Aim 1. Reproduce word for word the entries below, from the line containing "Locate the dry" through the end of the entries, and include nothing else.

Excerpt provided.
She dwells on the controversy over French King Louis XVI's 1785 gift of a diamond-studded snuffbox inset with the king's portrait to departing U.S. Ambassador Benjamin Franklin. The public outrage over the treasure helps to illustrate that, as Ms. Teachout notes, a gift to a public official did not have to be bestowed with "corrupt intent" to be considered a threat to the official's independence. For the Founders—and for many later generations of American leaders—just the perception of behavior that might be conducive to corrupt practices warranted robust preventive action.
When delegates met to draft the Constitution a year or so later, that royal snuffbox helped prompt the remarkably strict prohibition against foreign gifts they adopted: "No Person holding any Office of Profit or Trust . . . shall, without the Consent of the Congress, accept of any present, Emolument, Office, or Title, of any kind whatever, from any King, Prince, or foreign State." In the end, Franklin's colleagues let him keep the snuffbox. But the ban, in a puritanical break from prevailing custom in Europe, was inscribed in the Constitution with virtually no debate.
Critically, the ban was not limited to gifts that were provided with the expectation of a specific action in return. It was a blanket prohibition, for "we expect that gifts lead to some warmth and generosity toward the giver," as Ms. Teachout puts it, and these feelings could "interfere with [the recipient's] responsibility to put the country's interest first." The Framers, she writes, sought to move the United States away from the "culture of gift-giving." The prohibition on foreign gifts has survived like a fossilized artifact in Washington—the modern equivalent of a valuable snuffbox (any object worth more than $305) must be turned over to the recipient's agency and purchased back at market value if he or she wishes to keep it. And yet, gifts from domestic individuals or corporations vying for influence are commonplace. The gift economy now pervades U.S. politics.

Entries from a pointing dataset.
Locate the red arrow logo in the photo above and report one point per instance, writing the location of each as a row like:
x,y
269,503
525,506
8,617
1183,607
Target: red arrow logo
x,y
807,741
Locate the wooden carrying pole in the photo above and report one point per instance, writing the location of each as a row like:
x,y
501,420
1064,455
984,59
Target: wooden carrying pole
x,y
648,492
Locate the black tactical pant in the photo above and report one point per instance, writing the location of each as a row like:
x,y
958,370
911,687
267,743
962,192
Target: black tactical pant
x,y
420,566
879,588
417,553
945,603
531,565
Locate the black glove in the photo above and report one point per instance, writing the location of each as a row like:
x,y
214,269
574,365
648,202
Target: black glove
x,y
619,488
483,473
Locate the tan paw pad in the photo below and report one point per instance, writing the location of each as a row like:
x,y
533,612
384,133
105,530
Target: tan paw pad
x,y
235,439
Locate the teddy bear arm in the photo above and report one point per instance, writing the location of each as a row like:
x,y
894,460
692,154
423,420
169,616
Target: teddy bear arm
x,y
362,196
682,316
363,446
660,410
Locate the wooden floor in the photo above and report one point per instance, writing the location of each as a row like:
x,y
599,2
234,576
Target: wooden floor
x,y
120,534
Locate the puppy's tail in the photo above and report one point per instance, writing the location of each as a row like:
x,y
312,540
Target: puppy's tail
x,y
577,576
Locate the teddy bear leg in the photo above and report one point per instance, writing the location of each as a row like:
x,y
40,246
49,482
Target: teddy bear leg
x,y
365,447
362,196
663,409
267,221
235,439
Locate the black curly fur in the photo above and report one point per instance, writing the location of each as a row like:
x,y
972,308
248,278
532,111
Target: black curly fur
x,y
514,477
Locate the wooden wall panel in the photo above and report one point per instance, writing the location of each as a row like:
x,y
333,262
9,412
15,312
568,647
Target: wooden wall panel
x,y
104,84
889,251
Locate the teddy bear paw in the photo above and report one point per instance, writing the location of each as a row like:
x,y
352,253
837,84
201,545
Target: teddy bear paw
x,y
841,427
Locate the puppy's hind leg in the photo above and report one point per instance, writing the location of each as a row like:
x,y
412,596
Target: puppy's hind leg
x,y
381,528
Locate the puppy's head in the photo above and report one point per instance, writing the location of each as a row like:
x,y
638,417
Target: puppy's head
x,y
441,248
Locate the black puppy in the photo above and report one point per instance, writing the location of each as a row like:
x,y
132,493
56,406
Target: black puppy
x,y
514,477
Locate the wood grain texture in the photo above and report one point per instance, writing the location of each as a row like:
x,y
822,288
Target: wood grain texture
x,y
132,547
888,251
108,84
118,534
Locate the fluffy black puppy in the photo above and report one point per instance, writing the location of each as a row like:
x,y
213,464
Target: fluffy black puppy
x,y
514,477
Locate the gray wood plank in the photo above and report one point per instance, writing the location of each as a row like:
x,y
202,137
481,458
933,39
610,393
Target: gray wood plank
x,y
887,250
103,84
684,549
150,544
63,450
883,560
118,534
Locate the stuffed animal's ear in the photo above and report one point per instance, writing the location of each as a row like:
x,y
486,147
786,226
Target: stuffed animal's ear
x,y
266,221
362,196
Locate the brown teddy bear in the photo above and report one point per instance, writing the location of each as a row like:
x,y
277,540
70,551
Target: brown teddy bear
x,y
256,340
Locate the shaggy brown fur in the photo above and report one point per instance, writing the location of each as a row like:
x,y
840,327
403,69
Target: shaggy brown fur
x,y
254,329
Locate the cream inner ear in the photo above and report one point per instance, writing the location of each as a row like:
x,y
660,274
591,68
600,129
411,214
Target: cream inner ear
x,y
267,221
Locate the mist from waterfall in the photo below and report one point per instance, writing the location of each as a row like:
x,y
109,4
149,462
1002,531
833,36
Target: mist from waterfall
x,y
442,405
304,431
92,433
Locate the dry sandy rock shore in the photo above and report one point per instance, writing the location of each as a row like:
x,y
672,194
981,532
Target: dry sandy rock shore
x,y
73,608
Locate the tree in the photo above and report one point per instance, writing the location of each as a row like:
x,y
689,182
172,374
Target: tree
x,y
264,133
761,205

Aim 2. Continue the passage above on gifts to public officials and the constitutional ban on foreign gifts, beginning after its final sentence.

Result 1.
Locate the dry sandy rock shore in the photo above and report one point per instance, writing the location of each as a row like:
x,y
672,194
981,532
Target: dry sandy rock shore
x,y
73,608
Locate the tree in the photo above and report one point per instance, writing the location of each as a row like:
x,y
689,182
172,374
Target: tree
x,y
264,133
761,205

Result 2.
The recent corruption trial of former Virginia Gov. Robert McDonnell illustrates the dramatic shift in public morals that "Corruption in America" charts. The loans and luxury gifts that McDonnell and his wife received are not today considered wrong in and of themselves. The prosecution had to establish a direct connection—a quid pro quo—between these favors and the actions that McDonnell took on behalf of his benefactor, businessman Jonnie Williams. "Bob never gave Jonnie anything special" in return for the largess, the defense contended, arguing that when McDonnell set up meetings for Mr. Williams, or hosted events for him at the governor's mansion, he was showing the same courtesy he might have extended to any Virginia businessman. "This case is all quid, no quo," insisted the defense attorney. (The jury disagreed.) But until just a few decades ago, Ms. Teachout argues, such gratuitously handsome "quids" would have been anathema, whether or not the politician had helped Mr. Williams in return.
Aside from the direct gift-giving with which the Framers were familiar, the American republic developed new practices conducive to influence peddling, such as the use of intermediaries, or lobbyists, to approach public officials. Ms. Teachout points out that paid lobbying, a practice taken for granted today, was either prohibited or ruled contractually void in state constitutions and case law going back to the 1850s. As the Supreme Court's 1874 opinion in Trist v. Child put it: "If any of the great corporations of the country were to hire adventurers who make market of themselves in this way, to procure the passage of a general law with a view to the promotion of their private interests, the moral sense of every right-minded man would instinctively denounce the employer and the employed as steeped in corruption, and the employment as infamous."
Gradually views of lobbying shifted. First, it was reclassified as a professional service, not the sale of personal influence. Beginning in 1890, new state lobbying-registration laws established the professional status of lobbying services even when performed by nonlawyers. In 1927, courts began enforcing lobbying contracts. In 1946, two Supreme Court cases gave tacit approval to a defense of lobbying as free speech under the First Amendment—though, as Ms. Teachout notes, "they provide no guidance on the scope of that right." In the decades since, as she chronicles, the Supreme Court has broadened the definition of protected political activities, increasingly and directly equating money with speech.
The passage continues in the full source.